** BEGIN Available records **

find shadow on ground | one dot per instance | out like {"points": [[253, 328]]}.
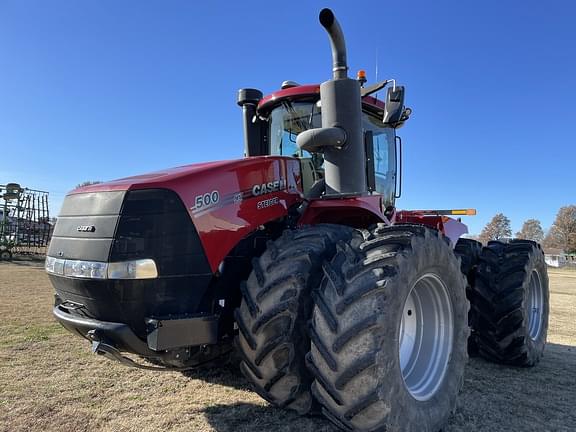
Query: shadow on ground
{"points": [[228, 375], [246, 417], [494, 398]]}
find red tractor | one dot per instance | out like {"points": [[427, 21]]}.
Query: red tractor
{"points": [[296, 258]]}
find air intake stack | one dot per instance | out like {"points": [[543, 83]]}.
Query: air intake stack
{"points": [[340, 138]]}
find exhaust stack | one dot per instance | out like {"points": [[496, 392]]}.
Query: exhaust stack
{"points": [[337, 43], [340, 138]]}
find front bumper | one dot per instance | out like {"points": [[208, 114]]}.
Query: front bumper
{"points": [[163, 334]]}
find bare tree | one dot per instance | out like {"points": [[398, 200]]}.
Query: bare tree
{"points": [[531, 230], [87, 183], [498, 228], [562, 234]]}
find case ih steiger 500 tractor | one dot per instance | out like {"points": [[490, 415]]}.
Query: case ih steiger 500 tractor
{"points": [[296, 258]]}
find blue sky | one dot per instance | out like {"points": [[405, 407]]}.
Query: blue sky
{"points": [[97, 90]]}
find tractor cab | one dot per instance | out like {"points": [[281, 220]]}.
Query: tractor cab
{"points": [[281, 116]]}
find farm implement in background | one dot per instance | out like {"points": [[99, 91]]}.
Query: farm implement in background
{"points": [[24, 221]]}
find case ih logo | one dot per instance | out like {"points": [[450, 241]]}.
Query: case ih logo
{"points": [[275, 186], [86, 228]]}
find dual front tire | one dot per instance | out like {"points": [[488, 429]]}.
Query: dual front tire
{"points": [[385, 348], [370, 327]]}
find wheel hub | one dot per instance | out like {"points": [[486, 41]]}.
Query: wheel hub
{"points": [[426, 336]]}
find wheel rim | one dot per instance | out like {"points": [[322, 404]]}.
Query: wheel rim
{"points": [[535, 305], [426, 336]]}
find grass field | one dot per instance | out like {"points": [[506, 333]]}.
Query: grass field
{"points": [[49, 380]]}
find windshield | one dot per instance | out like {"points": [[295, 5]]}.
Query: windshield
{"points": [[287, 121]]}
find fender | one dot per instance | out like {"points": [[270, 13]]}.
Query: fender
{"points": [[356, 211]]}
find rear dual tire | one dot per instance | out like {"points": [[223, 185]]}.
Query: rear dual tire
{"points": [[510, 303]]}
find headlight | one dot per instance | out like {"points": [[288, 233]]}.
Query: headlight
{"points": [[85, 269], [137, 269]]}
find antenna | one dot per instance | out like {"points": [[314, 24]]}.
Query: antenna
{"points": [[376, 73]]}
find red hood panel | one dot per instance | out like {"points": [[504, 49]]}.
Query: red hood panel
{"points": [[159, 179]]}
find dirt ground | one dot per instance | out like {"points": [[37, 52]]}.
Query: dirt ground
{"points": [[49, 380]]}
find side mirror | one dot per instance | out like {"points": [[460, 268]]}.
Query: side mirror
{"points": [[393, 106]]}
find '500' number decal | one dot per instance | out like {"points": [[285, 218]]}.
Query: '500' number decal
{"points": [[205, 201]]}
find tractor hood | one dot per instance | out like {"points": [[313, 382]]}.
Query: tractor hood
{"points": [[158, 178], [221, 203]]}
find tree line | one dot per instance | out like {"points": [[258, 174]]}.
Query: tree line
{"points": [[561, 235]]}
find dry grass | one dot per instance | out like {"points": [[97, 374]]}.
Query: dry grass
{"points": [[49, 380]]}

** END Available records **

Your objective: Render every line of the data above as a numbered list, skipping blank lines and leaving out the picture.

Complete response:
1. find shadow on ground | one dot per instance | out like {"points": [[253, 328]]}.
2. Query: shadow on ground
3. {"points": [[228, 375], [246, 417], [494, 398]]}
4. find red tractor | one dot per instance | out like {"points": [[427, 21]]}.
5. Query: red tractor
6. {"points": [[296, 258]]}
7. find air intake stack | one dot per instance | out like {"points": [[543, 83]]}.
8. Query: air intake stack
9. {"points": [[340, 138]]}
10. find exhaust stack | one dot per instance | out like {"points": [[496, 392]]}.
11. Query: exhaust stack
12. {"points": [[337, 43], [340, 138]]}
13. find front bumper | one dot per instance | out like {"points": [[208, 114]]}.
14. Query: front bumper
15. {"points": [[163, 334]]}
16. find bare tree | one dot per instance | out like {"points": [[398, 200]]}.
17. Query: bare tree
18. {"points": [[531, 230], [87, 183], [498, 228], [562, 234]]}
19. find case ih steiger 500 tractor | one dot per instance | out like {"points": [[490, 415]]}.
20. Query: case ih steiger 500 tractor
21. {"points": [[296, 258]]}
22. find blue sky | one dot per instance | out like {"points": [[405, 407]]}.
23. Query: blue sky
24. {"points": [[97, 90]]}
25. find tractor cab | one dot per instance | out like {"points": [[281, 220]]}.
26. Query: tractor cab
27. {"points": [[281, 116]]}
28. find farm implement in background | one dot per instance | out like {"points": [[99, 91]]}.
29. Query: farm implement in background
30. {"points": [[24, 221]]}
31. find case ih logo | one dot per instance | out like {"points": [[450, 241]]}.
32. Query: case ih logo
33. {"points": [[275, 186], [86, 228]]}
34. find dual front tire | one dot per instance | out like {"points": [[488, 429]]}.
35. Query: dual front tire
36. {"points": [[385, 348], [370, 327]]}
37. find wheel hub | one dot per instance | out like {"points": [[486, 41]]}.
38. Query: wheel hub
39. {"points": [[426, 336]]}
40. find wheel rim | one dot per instance | out like {"points": [[322, 404]]}.
41. Query: wheel rim
42. {"points": [[535, 305], [426, 336]]}
43. find grass field | one dot per instance | out like {"points": [[506, 333]]}.
44. Query: grass field
45. {"points": [[49, 380]]}
46. find windshield | one dot per instance | out like {"points": [[295, 5]]}.
47. Query: windshield
48. {"points": [[287, 121]]}
49. find fender | one dot per instance | out like {"points": [[270, 13]]}.
50. Query: fender
51. {"points": [[356, 211]]}
52. find rear dual tire | one dot per instance | out like {"points": [[223, 185]]}.
53. Query: rear dual tire
54. {"points": [[510, 303]]}
55. find headlight | one dot per instance | out like {"points": [[288, 233]]}.
56. Query: headlight
57. {"points": [[85, 269], [137, 269]]}
58. find antenna | one dot per instance | out like {"points": [[314, 24]]}.
59. Query: antenna
60. {"points": [[376, 73]]}
61. find red hood panel | one dot per instance | out like {"points": [[504, 49]]}.
62. Query: red hood panel
63. {"points": [[159, 179]]}
64. find dirt ground | one dot per instance | out like {"points": [[37, 52]]}.
65. Query: dirt ground
66. {"points": [[49, 380]]}
67. find side mirror | one dot per instance | out like {"points": [[460, 268]]}.
68. Query: side mirror
69. {"points": [[393, 106]]}
70. find '500' number decal | one dot per instance | out like {"points": [[285, 218]]}.
71. Query: '500' number decal
72. {"points": [[205, 201]]}
73. find tractor hood | one dot per instance | out like {"points": [[313, 382]]}.
74. Query: tractor hood
75. {"points": [[158, 178], [221, 203]]}
76. find tree line | one dot per instance | out like {"points": [[258, 174]]}.
77. Query: tree line
78. {"points": [[561, 235]]}
79. find dry grass | one dot per instance | out like {"points": [[97, 374]]}.
80. Query: dry grass
81. {"points": [[49, 380]]}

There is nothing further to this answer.